**The problem**
Looking at the records below, state how many lines include the string "sweatshirt" and add nothing further.

**Stored dataset items**

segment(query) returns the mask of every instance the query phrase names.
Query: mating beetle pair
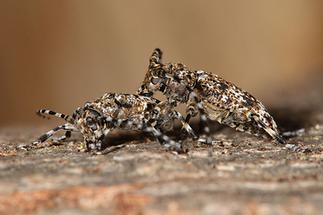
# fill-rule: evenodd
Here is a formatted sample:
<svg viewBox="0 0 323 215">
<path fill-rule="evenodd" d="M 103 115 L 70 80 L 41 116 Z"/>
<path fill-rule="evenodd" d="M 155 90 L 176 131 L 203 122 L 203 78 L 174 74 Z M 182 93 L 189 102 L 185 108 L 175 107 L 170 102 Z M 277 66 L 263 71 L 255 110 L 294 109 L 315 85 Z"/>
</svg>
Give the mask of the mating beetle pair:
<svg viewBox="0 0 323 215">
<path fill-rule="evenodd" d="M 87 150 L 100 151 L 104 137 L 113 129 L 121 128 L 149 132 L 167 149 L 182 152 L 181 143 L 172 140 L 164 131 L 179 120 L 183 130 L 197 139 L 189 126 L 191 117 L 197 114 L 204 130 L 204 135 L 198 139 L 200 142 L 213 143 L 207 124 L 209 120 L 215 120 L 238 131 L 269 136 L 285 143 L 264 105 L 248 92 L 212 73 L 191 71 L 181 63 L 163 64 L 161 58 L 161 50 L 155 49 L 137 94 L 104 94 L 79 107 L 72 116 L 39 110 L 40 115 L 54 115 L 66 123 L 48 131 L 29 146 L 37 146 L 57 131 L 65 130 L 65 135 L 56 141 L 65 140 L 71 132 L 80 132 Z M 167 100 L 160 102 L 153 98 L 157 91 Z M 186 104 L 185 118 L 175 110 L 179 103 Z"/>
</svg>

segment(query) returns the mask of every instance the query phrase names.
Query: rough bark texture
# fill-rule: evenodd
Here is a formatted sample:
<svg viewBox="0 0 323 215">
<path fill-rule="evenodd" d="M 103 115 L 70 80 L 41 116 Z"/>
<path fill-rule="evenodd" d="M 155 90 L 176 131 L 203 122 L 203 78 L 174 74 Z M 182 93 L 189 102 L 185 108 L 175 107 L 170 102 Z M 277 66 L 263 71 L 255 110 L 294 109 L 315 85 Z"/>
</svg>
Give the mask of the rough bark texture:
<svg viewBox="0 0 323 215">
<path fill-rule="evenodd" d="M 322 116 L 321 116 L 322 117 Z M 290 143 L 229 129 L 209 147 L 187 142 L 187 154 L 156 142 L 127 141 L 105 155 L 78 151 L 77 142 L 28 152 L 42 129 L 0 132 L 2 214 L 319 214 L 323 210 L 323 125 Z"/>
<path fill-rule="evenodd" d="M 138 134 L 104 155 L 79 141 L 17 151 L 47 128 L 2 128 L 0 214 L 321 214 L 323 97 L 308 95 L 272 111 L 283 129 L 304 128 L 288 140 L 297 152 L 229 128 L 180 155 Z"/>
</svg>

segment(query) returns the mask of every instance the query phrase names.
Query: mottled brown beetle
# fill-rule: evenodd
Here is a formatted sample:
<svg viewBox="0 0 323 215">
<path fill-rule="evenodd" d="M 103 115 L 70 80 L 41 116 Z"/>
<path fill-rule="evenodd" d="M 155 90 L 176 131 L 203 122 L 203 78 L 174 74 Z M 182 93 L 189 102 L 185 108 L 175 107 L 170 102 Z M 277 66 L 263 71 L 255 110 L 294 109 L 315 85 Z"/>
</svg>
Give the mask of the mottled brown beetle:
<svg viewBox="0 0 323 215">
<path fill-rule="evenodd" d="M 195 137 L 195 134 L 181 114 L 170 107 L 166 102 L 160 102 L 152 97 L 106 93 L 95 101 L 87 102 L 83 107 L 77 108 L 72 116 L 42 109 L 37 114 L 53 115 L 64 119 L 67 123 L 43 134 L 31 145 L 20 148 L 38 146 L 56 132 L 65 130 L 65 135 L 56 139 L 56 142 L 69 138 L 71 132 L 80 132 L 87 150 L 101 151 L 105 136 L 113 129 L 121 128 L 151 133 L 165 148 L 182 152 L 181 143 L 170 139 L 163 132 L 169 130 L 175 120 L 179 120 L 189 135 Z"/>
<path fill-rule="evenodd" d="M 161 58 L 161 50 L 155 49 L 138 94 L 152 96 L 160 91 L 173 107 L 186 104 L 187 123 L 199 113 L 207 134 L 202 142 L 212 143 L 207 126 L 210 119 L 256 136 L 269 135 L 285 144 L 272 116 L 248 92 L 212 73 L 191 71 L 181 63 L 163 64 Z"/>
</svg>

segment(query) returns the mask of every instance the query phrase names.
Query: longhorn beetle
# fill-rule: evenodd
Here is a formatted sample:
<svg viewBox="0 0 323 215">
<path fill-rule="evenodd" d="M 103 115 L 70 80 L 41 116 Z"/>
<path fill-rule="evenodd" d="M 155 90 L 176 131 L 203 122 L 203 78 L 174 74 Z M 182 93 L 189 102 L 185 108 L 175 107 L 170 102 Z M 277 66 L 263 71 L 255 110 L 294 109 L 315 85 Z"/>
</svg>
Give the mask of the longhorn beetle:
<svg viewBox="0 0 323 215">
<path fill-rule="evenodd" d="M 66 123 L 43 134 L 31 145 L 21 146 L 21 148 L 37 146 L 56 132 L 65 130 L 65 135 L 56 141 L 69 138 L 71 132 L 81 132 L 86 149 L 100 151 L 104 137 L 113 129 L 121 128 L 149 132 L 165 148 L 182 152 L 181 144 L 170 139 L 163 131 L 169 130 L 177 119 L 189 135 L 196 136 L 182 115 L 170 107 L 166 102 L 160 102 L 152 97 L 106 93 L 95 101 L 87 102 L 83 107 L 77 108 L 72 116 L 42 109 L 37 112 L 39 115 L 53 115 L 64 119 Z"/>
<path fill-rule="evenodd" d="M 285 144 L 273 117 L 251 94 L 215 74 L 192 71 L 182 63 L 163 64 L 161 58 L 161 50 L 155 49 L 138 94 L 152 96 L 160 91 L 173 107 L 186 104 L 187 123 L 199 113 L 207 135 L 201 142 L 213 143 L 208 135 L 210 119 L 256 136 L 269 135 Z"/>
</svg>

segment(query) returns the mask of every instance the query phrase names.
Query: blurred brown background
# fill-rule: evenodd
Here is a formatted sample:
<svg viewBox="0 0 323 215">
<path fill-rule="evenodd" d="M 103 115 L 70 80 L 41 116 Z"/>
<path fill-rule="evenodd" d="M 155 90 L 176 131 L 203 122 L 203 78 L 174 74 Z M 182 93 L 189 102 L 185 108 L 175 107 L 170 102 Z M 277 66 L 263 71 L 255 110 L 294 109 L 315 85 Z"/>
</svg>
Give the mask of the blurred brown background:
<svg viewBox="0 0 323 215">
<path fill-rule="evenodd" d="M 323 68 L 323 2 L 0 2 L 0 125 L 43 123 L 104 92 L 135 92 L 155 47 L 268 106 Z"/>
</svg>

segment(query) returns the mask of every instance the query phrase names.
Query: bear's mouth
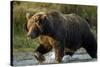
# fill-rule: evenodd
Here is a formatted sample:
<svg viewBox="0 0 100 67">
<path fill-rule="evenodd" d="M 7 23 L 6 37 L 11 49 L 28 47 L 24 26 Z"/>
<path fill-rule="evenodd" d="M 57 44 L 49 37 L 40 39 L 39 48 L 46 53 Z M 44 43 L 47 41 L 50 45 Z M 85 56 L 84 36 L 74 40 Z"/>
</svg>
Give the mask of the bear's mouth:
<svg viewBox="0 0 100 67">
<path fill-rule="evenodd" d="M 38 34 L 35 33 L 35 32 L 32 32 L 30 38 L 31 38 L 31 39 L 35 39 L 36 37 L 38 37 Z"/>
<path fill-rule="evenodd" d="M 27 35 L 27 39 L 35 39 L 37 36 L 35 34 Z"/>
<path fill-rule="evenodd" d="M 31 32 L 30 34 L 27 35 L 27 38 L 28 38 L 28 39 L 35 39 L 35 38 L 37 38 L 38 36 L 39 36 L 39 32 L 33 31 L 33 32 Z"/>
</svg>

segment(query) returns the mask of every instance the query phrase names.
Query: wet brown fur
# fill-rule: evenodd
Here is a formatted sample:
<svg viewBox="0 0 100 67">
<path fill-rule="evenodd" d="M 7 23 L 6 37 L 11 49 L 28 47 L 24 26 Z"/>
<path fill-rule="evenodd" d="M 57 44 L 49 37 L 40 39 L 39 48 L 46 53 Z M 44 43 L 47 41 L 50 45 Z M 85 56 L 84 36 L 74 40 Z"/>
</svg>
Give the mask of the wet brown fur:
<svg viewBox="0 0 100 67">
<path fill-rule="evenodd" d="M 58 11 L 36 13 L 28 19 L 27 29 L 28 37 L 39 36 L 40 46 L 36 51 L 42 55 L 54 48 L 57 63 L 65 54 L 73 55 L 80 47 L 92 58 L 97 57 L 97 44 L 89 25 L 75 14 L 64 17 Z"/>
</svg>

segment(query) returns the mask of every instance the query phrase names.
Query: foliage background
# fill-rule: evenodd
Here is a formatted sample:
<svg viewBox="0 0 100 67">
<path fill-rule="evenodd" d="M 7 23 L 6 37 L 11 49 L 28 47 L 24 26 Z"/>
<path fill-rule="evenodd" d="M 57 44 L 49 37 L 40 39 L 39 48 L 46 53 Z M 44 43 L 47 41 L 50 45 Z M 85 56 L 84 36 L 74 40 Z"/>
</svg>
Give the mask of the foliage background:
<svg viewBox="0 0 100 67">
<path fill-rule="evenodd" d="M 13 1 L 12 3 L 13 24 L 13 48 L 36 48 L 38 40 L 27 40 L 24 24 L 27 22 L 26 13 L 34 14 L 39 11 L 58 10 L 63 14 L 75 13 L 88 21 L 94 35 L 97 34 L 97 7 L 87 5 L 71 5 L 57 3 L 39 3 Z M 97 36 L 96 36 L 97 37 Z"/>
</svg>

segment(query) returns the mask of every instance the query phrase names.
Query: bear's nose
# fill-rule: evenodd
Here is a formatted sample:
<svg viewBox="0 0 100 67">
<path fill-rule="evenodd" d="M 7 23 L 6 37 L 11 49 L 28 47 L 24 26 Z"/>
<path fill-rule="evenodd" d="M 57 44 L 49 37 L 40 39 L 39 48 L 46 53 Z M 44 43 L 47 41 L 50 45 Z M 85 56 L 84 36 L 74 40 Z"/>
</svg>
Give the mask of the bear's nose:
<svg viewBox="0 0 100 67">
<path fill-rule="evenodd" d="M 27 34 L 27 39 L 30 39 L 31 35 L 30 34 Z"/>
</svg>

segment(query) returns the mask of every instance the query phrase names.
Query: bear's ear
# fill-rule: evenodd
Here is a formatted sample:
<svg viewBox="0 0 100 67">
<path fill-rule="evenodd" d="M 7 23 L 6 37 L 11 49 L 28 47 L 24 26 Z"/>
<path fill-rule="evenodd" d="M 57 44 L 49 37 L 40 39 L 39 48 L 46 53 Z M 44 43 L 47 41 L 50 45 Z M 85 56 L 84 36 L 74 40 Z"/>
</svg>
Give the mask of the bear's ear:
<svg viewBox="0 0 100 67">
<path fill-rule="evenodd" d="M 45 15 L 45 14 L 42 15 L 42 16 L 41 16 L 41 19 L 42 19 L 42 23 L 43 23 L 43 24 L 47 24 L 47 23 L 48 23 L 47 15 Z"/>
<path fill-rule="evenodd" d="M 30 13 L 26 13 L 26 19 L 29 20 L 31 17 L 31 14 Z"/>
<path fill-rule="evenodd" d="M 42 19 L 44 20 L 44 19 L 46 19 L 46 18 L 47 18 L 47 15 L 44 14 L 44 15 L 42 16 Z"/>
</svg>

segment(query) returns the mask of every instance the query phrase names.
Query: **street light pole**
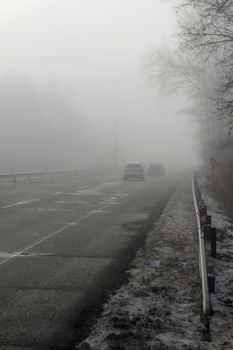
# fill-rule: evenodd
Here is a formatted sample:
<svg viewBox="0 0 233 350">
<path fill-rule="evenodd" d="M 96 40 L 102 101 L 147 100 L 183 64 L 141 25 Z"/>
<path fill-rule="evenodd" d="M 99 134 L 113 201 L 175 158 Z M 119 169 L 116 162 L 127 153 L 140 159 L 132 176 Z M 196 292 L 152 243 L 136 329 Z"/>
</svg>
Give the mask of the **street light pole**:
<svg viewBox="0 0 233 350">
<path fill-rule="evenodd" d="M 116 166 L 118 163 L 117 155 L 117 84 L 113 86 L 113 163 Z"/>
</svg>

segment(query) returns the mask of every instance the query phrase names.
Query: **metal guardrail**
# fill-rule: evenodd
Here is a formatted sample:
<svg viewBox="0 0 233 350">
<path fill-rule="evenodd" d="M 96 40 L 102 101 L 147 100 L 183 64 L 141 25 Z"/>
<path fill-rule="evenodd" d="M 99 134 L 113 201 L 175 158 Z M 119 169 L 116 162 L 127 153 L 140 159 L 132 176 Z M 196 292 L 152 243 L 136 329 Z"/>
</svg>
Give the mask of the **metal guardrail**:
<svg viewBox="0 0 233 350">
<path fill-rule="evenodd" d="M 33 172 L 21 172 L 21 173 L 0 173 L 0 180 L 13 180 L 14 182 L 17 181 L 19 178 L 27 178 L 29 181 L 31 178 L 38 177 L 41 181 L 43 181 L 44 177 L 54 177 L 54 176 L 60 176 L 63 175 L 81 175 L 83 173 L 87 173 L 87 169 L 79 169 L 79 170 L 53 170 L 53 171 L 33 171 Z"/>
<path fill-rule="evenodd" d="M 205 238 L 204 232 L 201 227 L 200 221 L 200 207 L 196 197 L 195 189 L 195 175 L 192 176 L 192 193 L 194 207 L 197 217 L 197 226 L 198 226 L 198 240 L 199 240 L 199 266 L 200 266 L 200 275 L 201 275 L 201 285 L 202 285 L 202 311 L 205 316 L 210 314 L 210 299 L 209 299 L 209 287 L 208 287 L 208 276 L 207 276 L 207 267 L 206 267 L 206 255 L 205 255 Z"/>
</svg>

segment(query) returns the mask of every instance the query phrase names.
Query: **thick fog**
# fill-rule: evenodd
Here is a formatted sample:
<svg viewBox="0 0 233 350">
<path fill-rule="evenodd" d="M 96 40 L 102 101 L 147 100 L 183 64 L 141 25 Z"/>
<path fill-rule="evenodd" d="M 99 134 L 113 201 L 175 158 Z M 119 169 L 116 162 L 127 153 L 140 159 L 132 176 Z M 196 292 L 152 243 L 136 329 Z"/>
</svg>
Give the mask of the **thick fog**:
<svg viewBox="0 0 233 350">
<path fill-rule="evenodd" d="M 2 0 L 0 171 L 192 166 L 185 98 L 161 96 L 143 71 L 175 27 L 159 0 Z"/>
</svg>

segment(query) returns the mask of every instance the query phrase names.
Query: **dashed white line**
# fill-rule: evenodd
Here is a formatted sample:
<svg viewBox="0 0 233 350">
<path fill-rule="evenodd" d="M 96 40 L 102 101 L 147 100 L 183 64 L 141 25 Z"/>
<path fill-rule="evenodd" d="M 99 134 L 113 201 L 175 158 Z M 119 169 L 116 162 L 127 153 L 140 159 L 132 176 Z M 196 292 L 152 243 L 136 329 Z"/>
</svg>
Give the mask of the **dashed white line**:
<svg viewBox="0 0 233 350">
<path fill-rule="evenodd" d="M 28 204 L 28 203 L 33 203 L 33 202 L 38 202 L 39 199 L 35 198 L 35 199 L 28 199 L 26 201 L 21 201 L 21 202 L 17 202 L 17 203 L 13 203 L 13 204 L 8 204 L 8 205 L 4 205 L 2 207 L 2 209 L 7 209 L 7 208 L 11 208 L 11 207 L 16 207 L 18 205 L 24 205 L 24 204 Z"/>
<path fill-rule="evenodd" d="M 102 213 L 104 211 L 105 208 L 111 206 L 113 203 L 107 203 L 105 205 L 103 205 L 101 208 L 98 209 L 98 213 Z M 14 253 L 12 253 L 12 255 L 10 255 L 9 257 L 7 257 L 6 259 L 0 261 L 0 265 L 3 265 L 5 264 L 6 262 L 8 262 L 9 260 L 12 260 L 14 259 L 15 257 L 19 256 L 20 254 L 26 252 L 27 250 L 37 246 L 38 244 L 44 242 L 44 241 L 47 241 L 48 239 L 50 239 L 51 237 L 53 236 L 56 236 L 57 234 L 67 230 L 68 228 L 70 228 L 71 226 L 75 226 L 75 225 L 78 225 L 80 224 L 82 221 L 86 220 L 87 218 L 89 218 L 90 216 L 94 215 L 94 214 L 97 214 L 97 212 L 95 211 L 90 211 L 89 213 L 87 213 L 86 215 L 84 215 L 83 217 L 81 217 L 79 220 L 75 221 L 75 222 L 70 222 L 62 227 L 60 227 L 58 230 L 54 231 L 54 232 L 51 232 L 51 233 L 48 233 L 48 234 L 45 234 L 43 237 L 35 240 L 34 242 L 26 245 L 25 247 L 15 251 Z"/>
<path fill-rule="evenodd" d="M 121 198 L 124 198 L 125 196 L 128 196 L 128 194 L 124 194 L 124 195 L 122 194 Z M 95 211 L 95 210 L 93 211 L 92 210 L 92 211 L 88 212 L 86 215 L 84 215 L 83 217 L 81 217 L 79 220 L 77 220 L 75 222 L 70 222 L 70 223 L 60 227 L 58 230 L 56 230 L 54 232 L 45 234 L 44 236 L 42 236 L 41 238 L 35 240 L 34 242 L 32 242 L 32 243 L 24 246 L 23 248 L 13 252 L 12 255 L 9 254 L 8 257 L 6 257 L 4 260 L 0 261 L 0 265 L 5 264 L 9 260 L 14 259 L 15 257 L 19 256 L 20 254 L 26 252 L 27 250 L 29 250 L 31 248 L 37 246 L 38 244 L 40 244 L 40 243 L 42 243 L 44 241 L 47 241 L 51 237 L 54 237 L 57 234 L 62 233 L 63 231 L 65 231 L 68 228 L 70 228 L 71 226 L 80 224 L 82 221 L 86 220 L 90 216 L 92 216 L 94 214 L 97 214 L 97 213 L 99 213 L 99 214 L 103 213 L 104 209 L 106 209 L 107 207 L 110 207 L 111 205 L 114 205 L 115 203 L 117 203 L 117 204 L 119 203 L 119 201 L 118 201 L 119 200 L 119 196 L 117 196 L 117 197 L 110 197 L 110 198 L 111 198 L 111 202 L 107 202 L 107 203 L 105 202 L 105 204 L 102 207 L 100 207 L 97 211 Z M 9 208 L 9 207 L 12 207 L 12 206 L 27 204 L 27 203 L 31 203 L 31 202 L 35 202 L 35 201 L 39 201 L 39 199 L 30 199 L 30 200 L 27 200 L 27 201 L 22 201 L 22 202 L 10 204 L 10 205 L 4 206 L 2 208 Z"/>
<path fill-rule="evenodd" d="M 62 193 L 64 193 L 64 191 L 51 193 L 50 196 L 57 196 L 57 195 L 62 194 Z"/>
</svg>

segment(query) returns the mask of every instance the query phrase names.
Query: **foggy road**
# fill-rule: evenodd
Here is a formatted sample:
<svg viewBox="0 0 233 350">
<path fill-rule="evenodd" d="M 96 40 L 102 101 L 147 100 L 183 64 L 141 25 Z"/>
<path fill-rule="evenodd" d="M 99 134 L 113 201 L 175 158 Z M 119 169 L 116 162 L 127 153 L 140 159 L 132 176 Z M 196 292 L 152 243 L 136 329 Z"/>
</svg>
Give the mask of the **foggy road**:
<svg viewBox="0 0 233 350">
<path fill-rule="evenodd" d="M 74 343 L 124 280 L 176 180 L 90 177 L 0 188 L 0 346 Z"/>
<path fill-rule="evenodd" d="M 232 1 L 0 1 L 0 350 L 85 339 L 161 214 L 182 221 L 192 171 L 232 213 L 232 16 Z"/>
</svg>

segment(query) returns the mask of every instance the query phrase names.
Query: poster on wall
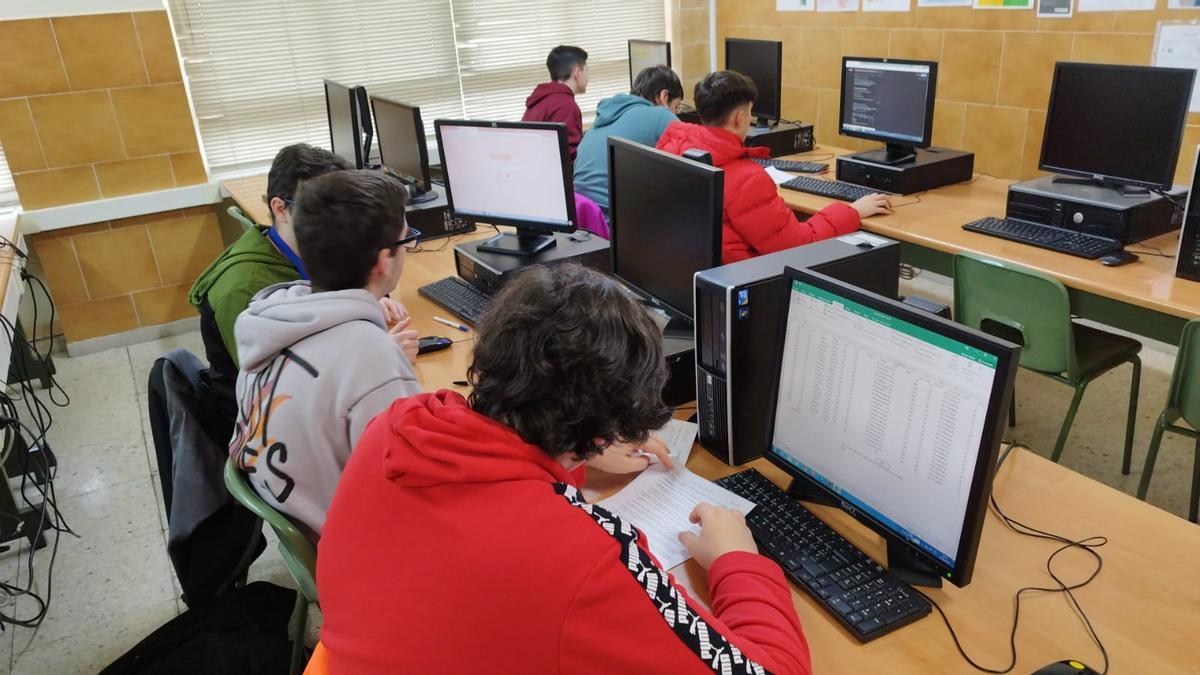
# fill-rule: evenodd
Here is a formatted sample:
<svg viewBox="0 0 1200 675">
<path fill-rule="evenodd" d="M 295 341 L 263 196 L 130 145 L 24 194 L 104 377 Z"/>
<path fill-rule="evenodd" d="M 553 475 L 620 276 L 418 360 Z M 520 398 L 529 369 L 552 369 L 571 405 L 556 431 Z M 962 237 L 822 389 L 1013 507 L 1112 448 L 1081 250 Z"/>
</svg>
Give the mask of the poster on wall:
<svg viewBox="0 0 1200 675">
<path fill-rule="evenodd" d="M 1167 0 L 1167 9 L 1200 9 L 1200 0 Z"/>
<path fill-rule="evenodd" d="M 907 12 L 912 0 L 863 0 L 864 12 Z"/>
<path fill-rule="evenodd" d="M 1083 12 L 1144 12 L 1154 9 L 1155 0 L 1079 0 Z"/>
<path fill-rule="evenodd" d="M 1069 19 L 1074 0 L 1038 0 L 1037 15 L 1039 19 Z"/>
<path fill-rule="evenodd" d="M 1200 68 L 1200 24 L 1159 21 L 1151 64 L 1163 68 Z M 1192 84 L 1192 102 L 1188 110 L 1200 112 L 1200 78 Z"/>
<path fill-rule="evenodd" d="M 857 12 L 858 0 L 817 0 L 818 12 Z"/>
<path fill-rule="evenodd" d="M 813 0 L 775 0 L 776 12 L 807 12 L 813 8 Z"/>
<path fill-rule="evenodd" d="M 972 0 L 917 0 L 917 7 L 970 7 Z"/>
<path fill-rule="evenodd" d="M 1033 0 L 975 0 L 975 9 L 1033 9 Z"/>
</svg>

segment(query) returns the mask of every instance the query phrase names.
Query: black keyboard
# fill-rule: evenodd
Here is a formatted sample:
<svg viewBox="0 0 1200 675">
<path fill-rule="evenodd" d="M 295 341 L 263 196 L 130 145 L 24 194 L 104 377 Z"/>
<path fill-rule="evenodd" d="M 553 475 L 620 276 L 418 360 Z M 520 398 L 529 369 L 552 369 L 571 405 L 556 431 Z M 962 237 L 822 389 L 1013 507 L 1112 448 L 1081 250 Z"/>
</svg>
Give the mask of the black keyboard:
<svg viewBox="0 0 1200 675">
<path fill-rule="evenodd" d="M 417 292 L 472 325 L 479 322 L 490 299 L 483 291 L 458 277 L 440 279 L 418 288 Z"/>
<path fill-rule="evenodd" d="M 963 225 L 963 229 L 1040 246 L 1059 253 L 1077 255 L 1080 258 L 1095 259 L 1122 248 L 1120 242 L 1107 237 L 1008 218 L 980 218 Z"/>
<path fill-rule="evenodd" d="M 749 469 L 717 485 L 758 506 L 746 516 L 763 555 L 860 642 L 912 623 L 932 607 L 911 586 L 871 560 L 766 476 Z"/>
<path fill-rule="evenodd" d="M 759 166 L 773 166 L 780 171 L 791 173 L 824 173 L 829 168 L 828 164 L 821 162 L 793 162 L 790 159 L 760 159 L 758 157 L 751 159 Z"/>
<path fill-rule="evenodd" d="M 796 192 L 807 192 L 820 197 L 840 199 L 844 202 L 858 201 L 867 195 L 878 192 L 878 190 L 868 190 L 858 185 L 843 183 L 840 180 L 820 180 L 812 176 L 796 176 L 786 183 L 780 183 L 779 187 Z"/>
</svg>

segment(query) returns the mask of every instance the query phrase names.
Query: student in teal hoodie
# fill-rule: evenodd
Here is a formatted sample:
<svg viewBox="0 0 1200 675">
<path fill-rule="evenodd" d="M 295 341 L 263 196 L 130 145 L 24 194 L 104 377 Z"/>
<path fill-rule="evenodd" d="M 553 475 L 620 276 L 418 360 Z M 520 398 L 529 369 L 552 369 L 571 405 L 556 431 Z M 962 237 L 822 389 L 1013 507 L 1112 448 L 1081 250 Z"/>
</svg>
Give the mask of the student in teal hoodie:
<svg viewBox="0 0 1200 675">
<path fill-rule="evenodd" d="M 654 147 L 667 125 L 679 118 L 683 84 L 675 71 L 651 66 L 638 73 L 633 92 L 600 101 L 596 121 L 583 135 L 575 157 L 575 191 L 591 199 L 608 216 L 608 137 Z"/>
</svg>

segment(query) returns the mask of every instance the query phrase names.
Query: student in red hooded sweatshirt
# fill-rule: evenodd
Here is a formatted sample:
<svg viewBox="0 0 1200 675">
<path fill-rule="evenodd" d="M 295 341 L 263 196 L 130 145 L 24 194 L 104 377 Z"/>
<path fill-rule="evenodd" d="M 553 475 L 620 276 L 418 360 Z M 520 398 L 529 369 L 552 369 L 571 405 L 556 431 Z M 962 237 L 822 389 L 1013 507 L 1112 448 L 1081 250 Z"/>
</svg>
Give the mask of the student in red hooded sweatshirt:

**Written solution**
2